- The problem
Can you give every line of the rows below as a JSON list of strings, one string per line, with the blank lines left out?

+++ Record extracts +++

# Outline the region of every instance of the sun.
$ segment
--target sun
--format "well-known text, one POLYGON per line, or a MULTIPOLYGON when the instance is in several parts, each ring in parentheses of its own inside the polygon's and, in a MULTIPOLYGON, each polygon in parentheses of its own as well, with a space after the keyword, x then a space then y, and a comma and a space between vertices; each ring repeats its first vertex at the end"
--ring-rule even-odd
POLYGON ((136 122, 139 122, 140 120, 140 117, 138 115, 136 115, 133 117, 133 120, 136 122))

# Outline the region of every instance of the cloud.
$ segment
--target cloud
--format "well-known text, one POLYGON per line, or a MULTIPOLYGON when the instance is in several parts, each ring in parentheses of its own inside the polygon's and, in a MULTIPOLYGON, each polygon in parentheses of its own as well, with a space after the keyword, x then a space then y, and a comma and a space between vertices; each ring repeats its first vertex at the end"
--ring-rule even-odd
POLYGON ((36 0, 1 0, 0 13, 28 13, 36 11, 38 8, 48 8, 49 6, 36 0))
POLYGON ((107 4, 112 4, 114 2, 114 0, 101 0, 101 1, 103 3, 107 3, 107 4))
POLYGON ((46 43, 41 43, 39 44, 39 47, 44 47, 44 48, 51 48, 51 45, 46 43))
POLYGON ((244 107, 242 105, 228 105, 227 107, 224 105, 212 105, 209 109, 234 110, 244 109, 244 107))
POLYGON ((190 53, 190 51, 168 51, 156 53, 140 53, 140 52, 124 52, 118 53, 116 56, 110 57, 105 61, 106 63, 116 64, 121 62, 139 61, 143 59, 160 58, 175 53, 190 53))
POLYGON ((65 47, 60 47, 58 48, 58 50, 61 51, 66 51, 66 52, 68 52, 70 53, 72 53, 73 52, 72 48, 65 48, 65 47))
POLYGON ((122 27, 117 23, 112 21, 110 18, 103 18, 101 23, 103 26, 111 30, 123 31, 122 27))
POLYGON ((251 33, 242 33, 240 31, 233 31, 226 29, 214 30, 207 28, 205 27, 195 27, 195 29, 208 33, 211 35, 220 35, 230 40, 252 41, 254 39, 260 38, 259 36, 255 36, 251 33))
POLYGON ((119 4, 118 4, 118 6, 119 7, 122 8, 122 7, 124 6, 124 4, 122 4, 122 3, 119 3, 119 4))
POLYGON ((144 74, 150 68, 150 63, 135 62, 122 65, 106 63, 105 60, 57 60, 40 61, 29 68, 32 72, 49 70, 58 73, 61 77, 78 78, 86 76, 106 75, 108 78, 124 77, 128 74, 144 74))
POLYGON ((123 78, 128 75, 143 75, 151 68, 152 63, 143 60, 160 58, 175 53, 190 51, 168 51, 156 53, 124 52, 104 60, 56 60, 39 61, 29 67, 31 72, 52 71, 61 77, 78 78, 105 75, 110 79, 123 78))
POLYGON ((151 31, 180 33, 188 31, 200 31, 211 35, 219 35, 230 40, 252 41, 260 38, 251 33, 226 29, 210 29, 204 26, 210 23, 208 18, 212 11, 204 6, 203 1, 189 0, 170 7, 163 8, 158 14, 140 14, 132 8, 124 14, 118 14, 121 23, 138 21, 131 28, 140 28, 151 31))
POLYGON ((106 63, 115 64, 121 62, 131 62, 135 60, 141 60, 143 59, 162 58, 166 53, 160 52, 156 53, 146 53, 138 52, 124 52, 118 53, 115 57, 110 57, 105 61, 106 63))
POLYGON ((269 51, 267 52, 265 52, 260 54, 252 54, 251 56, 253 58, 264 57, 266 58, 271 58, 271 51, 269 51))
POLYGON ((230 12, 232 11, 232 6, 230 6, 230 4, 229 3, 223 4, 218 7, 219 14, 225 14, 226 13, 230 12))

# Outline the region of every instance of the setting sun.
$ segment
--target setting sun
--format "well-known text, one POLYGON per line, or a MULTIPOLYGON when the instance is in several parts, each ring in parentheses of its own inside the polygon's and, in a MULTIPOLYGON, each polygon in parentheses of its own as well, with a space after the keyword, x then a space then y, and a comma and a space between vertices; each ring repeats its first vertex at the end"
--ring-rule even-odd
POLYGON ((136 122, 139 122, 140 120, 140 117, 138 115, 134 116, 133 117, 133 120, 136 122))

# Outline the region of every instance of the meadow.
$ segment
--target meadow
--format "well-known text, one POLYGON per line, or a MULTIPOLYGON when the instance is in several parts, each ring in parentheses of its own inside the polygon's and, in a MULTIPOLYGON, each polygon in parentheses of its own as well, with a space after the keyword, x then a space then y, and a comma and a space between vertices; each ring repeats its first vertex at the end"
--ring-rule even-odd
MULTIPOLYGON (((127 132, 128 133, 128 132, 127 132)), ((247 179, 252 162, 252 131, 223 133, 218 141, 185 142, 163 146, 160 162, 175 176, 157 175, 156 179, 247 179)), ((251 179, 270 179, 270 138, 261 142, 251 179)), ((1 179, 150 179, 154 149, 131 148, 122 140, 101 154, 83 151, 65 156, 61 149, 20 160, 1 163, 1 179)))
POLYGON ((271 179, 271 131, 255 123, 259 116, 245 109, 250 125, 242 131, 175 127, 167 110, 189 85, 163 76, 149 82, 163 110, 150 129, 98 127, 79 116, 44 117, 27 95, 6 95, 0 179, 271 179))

+++

- Answer to this task
[
  "# Outline the region of every instance of the sun.",
  "$ segment",
  "--target sun",
  "--format \"well-known text, one POLYGON per line, or a MULTIPOLYGON when the instance is in several parts, each ring in parentheses of its own inside the polygon's and, in a MULTIPOLYGON, each polygon in parentheses of its own as well, with a space after the keyword, x then a space then y, and a comma and a space between vertices; each ring repeats its first vertex at the end\"",
  "--ring-rule even-odd",
  "POLYGON ((136 122, 139 122, 140 120, 140 117, 138 115, 136 115, 133 117, 133 120, 136 122))",
  "# Outline the region of every instance of the cloud.",
  "$ segment",
  "--target cloud",
  "--format \"well-known text, one POLYGON per line, or a MULTIPOLYGON when the instance is in several parts, each ring in parentheses of its own inside the polygon's and, in a MULTIPOLYGON, each polygon in parentheses of its own as well, with a space after the keyword, x then a space then y, and a comma and a space between vertices; each ring repeats its first vertex at the end\"",
  "--ring-rule even-odd",
  "POLYGON ((36 0, 1 0, 0 13, 28 13, 36 11, 38 8, 48 8, 49 6, 36 0))",
  "POLYGON ((107 4, 112 4, 114 2, 114 0, 101 0, 101 1, 103 3, 107 3, 107 4))",
  "POLYGON ((46 43, 41 43, 39 44, 39 47, 44 47, 44 48, 51 48, 51 45, 46 43))",
  "POLYGON ((244 107, 242 105, 228 105, 227 107, 224 105, 212 105, 209 109, 234 110, 244 109, 244 107))",
  "POLYGON ((190 53, 190 51, 168 51, 156 53, 140 53, 140 52, 124 52, 118 53, 116 56, 110 57, 105 61, 106 63, 116 64, 121 62, 139 61, 143 59, 160 58, 175 53, 190 53))",
  "POLYGON ((65 47, 60 47, 58 48, 58 50, 61 51, 66 51, 66 52, 68 52, 70 53, 72 53, 73 52, 72 48, 65 48, 65 47))",
  "POLYGON ((122 27, 117 23, 112 21, 110 18, 103 18, 101 23, 103 26, 111 30, 123 31, 122 27))",
  "POLYGON ((251 33, 242 33, 240 31, 233 31, 226 29, 214 30, 207 28, 205 27, 195 27, 195 29, 208 33, 211 35, 220 35, 230 40, 252 41, 254 39, 260 38, 259 36, 255 36, 251 33))",
  "POLYGON ((119 4, 118 4, 118 6, 119 7, 122 8, 122 7, 124 6, 124 4, 122 4, 122 3, 119 3, 119 4))",
  "POLYGON ((144 74, 150 68, 150 63, 135 62, 122 65, 106 63, 105 60, 57 60, 40 61, 29 68, 32 72, 49 70, 58 73, 61 77, 78 78, 86 76, 106 75, 108 78, 124 77, 128 74, 144 74))",
  "POLYGON ((123 78, 128 75, 143 75, 151 68, 152 63, 143 60, 160 58, 175 53, 190 51, 168 51, 156 53, 124 52, 104 60, 56 60, 39 61, 29 67, 31 72, 52 71, 61 77, 78 78, 105 75, 110 79, 123 78))",
  "POLYGON ((151 31, 180 33, 188 31, 200 31, 211 35, 219 35, 230 40, 252 41, 260 38, 251 33, 226 29, 210 29, 204 26, 210 23, 208 18, 212 11, 204 6, 203 1, 189 0, 170 7, 163 8, 158 14, 140 14, 132 8, 124 14, 118 14, 121 23, 138 21, 131 28, 140 28, 151 31))",
  "POLYGON ((106 63, 115 64, 121 62, 131 62, 135 60, 141 60, 143 59, 162 58, 166 53, 160 52, 156 53, 146 53, 138 52, 124 52, 118 53, 115 57, 110 57, 105 61, 106 63))",
  "POLYGON ((269 51, 267 52, 265 52, 260 54, 252 54, 251 56, 253 58, 264 57, 266 58, 271 58, 271 51, 269 51))",
  "POLYGON ((230 12, 232 11, 232 6, 230 6, 230 4, 229 3, 223 4, 218 7, 219 14, 225 14, 226 13, 230 12))",
  "# Outline the region of every instance of the setting sun.",
  "$ segment",
  "--target setting sun",
  "--format \"well-known text, one POLYGON per line, or a MULTIPOLYGON when the instance is in several parts, each ring in parentheses of its own inside the polygon's and, in a MULTIPOLYGON, each polygon in parentheses of its own as well, with a space after the keyword, x then a space then y, and a comma and a space between vertices; each ring repeats its first vertex at the end\"",
  "--ring-rule even-odd",
  "POLYGON ((136 122, 139 122, 140 120, 140 117, 138 115, 134 116, 133 117, 133 120, 136 122))",
  "# Outline the region of every instance of the meadow.",
  "$ segment",
  "--target meadow",
  "--format \"well-known text, one POLYGON per line, or a MULTIPOLYGON when the instance is in several parts, each ring in parentheses of its own inside the polygon's and, in a MULTIPOLYGON, each polygon in parentheses of its own as well, with a space after the keyword, x then a space then y, and a comma and a space between vertices; each ring repeats its first vertex at the end\"",
  "--ring-rule even-odd",
  "MULTIPOLYGON (((127 132, 128 133, 128 132, 127 132)), ((247 179, 252 162, 252 131, 223 133, 218 141, 185 142, 163 146, 160 162, 175 176, 157 175, 156 179, 247 179)), ((251 179, 270 179, 270 138, 261 142, 251 179)), ((1 179, 150 179, 154 149, 131 148, 122 140, 101 154, 83 151, 65 156, 61 149, 20 160, 1 163, 1 179)))",
  "POLYGON ((271 179, 271 131, 255 123, 259 116, 245 109, 250 125, 242 131, 175 127, 167 110, 189 85, 163 76, 149 82, 163 110, 150 129, 98 127, 79 116, 44 117, 27 95, 6 95, 0 179, 271 179))"
]